## [What the exercise asks]
Tally the lines of the records below that contain the string "vertical", treating uppercase and lowercase as different. Give only the number.

## [Material]
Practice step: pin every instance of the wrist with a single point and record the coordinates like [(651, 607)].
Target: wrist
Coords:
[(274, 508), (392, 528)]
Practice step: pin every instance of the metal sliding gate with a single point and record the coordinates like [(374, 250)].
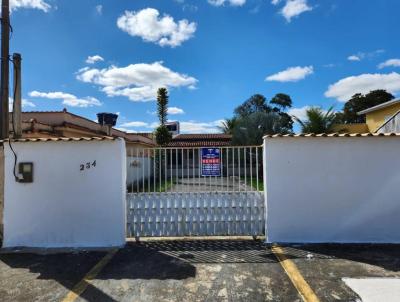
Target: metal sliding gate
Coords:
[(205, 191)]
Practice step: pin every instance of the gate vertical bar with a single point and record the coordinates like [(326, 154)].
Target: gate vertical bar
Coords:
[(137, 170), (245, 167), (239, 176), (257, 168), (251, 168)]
--
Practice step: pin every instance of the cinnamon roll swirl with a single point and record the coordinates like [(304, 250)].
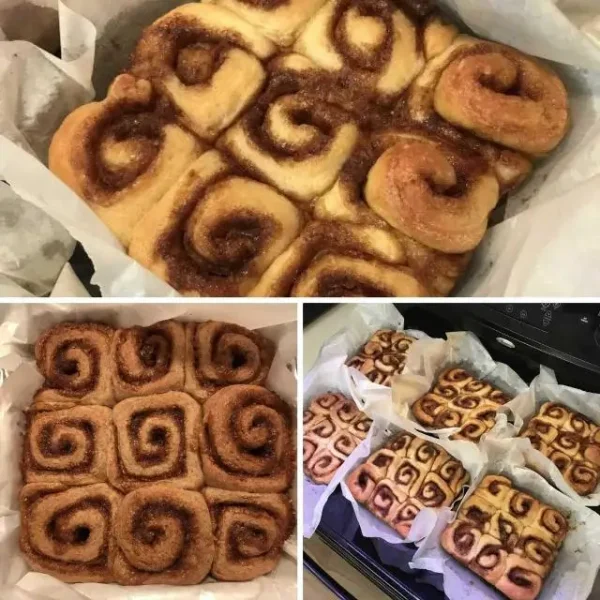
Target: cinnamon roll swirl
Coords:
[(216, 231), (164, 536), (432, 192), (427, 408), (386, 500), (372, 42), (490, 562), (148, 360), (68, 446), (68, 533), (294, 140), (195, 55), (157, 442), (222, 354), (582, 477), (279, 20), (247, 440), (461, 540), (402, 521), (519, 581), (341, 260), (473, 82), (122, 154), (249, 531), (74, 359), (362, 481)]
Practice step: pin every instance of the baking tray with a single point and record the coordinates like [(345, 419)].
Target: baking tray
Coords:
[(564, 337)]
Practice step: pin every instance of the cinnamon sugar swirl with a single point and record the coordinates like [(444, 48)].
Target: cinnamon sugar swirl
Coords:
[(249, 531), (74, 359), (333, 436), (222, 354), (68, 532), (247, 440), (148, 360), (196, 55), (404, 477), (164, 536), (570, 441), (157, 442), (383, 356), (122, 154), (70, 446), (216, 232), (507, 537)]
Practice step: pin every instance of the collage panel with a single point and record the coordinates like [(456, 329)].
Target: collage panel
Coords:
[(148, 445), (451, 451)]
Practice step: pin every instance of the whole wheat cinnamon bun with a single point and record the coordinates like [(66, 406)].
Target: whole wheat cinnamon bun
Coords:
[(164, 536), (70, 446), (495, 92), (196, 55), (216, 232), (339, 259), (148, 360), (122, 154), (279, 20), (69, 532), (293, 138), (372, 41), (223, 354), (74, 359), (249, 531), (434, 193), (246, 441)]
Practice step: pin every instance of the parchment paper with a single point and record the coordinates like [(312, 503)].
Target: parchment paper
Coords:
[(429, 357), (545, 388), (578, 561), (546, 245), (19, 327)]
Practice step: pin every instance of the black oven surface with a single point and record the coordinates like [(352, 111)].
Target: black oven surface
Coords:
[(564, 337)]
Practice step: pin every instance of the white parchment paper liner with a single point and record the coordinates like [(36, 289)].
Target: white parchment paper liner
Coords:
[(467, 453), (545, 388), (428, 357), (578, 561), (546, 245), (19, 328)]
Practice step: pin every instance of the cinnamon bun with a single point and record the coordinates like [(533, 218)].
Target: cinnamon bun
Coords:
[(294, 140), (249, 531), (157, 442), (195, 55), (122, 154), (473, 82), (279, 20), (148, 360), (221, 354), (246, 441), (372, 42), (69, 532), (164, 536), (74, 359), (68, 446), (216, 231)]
...
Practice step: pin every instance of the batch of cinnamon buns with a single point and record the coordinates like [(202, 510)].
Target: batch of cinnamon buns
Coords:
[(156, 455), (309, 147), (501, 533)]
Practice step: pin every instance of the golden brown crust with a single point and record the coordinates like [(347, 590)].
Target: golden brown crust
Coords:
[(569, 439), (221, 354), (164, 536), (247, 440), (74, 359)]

## [Task response]
2